Reproduza sem alterações as linhas dos dados abaixo, começando pela que contém "Mark the region of each instance of the temple" e seguindo até o fim dos dados, com essa linha e a última incluídas.

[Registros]
++++++++++++++++++++
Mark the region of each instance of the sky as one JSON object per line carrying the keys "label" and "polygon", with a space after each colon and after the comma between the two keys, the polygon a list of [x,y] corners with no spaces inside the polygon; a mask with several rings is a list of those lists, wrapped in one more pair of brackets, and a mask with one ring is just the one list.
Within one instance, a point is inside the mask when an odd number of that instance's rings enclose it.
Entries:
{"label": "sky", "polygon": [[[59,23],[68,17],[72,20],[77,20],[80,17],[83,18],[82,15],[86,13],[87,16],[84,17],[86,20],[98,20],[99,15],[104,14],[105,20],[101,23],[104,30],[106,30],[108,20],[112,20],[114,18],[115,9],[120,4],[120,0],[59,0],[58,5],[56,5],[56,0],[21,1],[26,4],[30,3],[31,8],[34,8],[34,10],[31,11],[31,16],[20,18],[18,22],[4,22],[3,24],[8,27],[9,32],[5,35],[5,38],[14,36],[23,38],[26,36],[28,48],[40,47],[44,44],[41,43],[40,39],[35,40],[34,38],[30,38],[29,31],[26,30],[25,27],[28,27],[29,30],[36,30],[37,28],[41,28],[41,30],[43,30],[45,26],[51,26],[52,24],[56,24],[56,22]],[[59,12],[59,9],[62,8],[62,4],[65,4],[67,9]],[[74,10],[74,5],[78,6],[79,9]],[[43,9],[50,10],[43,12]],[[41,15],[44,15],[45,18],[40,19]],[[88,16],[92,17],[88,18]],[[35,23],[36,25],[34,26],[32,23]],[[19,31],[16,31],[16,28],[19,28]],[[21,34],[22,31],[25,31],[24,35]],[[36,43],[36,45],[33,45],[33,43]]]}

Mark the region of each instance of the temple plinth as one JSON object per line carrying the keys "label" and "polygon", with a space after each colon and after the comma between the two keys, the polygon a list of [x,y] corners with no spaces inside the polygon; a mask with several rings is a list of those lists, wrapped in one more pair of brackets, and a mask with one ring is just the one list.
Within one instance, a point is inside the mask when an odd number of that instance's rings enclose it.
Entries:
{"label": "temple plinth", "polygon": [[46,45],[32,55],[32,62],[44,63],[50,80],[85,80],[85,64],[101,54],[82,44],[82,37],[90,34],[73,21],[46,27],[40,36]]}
++++++++++++++++++++
RESPOSTA:
Mark the region of each instance of the temple plinth as one JSON object per line carrying the keys "label" and "polygon", with a space after each colon and after the comma between the two keys, the polygon a list of [x,y] corners with no spaces inside the polygon; a mask with several rings is a list of those lists, wrapped in one more pair of brackets, and a mask with one ring is just the one list.
Within one instance, a point is inside the mask when an odd number of that instance's rings enclose it.
Entries:
{"label": "temple plinth", "polygon": [[46,45],[32,55],[32,62],[44,63],[50,80],[85,80],[85,64],[101,54],[82,44],[82,37],[90,34],[73,21],[46,27],[40,36]]}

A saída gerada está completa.